** Opening Dataset extract block **
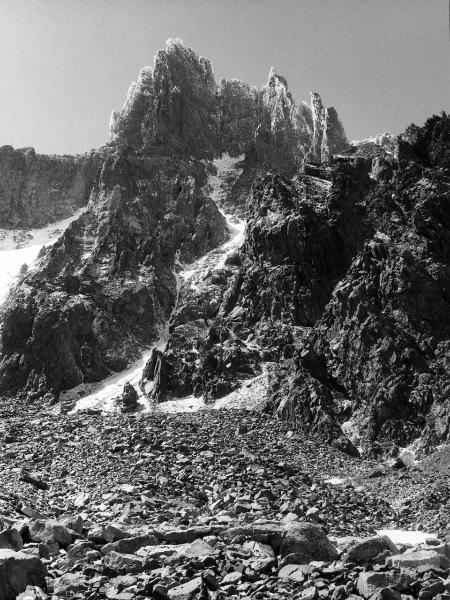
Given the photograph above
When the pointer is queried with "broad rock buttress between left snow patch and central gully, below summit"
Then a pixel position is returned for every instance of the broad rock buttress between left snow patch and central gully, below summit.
(101, 293)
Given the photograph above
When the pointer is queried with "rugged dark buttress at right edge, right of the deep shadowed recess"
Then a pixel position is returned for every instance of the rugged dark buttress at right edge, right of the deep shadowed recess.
(378, 352)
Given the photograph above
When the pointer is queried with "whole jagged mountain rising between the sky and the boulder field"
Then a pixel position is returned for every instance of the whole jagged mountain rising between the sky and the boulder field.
(338, 296)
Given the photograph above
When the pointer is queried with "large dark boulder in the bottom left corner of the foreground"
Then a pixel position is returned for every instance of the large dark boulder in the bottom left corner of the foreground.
(17, 571)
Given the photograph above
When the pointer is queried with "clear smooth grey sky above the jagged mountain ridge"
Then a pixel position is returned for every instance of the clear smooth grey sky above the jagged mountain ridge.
(66, 64)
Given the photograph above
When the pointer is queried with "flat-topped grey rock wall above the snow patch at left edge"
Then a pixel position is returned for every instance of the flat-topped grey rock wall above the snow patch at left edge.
(36, 190)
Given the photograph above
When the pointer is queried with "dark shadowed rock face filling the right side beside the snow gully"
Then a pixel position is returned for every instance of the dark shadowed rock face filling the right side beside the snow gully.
(345, 287)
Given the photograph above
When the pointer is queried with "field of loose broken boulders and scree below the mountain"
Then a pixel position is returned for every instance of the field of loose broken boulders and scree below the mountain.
(214, 504)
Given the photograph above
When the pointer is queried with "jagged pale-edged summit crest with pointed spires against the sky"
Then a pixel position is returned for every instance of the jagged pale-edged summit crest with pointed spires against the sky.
(176, 108)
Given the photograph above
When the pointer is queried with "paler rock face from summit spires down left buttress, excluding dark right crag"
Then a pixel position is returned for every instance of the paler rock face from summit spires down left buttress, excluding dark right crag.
(104, 291)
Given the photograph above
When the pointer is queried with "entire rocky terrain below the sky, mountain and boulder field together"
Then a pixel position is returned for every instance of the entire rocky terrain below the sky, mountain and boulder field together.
(224, 352)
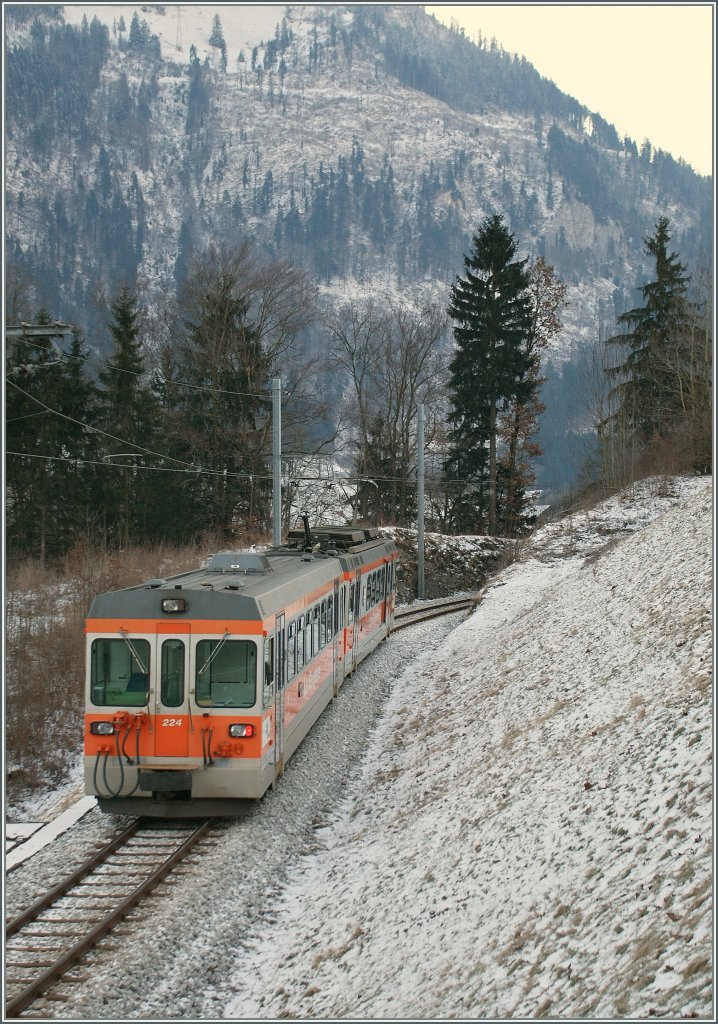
** Closing Dataset extract block **
▶ _Task_: In the records above, find the line containing "dark right crag.", then please restate it and each line after it word for word, pictures excluded.

▶ _Written reply_:
Then a pixel position is returned for every instance of the paler rock face from summit spires down left buttress, excluding dark right crag.
(104, 291)
Given the photograph above
When the pointer is queried with "entire rocky terrain below the sky, mountain and boulder field together"
Then a pixel position is returned for every instance of the entire rocky terrain below the sky, mountain and boulder field together.
(224, 352)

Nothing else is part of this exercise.